[Records from a collection]
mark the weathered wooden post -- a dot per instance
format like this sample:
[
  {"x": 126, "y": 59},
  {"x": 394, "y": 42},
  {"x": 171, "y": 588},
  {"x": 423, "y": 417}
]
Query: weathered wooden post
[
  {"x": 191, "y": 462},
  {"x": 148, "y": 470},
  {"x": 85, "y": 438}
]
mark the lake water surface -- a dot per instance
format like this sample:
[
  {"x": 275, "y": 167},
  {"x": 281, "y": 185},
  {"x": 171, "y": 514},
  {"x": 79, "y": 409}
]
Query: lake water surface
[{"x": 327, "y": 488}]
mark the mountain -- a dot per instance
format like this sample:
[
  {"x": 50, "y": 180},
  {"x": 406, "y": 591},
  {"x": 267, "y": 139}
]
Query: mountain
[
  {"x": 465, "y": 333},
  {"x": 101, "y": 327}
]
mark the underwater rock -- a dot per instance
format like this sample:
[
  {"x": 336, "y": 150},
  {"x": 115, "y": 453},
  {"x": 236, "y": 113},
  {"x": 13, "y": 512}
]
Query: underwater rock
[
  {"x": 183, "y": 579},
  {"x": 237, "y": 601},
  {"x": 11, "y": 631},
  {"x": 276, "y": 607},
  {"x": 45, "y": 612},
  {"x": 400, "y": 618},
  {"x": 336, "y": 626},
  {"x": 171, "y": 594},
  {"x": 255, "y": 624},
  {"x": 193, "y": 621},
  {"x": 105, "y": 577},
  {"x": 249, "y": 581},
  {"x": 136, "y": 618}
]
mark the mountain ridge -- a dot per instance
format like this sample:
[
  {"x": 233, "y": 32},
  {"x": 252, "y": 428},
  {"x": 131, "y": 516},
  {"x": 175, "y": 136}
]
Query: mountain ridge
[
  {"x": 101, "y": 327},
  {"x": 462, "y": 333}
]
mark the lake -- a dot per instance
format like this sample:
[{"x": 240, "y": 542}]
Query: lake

▸ **Task directions**
From the records above, extract every line exactly as it stands.

▸ **Exercise solution**
mark the weathered wooden post -- a dot per instance
format like this sample:
[
  {"x": 126, "y": 59},
  {"x": 394, "y": 42},
  {"x": 171, "y": 588},
  {"x": 423, "y": 417}
]
Query: weathered wooden post
[
  {"x": 191, "y": 462},
  {"x": 148, "y": 470},
  {"x": 85, "y": 438}
]
mark the lake water surface -- a dot per instance
format like this sample:
[
  {"x": 275, "y": 167},
  {"x": 281, "y": 185},
  {"x": 171, "y": 514},
  {"x": 79, "y": 409}
]
Query: lake water surface
[{"x": 327, "y": 488}]
mark the mountain -- a dot per instance
format like this sample:
[
  {"x": 50, "y": 180},
  {"x": 406, "y": 591},
  {"x": 267, "y": 139}
]
Query: mountain
[
  {"x": 465, "y": 333},
  {"x": 101, "y": 327}
]
mark the underwater rock -- a dot per instance
format like this sample:
[
  {"x": 336, "y": 150},
  {"x": 115, "y": 453},
  {"x": 236, "y": 113},
  {"x": 13, "y": 512}
]
Query: underwater rock
[
  {"x": 183, "y": 579},
  {"x": 237, "y": 601},
  {"x": 11, "y": 631},
  {"x": 276, "y": 607},
  {"x": 45, "y": 612},
  {"x": 400, "y": 618},
  {"x": 336, "y": 626},
  {"x": 171, "y": 594},
  {"x": 255, "y": 624},
  {"x": 193, "y": 621},
  {"x": 105, "y": 577},
  {"x": 249, "y": 581},
  {"x": 136, "y": 618}
]
mark the mountain ridge -- a dot per instance
format like this sample:
[
  {"x": 233, "y": 32},
  {"x": 252, "y": 428},
  {"x": 131, "y": 516},
  {"x": 175, "y": 136}
]
Query: mountain ridge
[
  {"x": 101, "y": 327},
  {"x": 462, "y": 333}
]
mark the lake -- a dot per instance
format like this sample:
[{"x": 240, "y": 542}]
Query: lake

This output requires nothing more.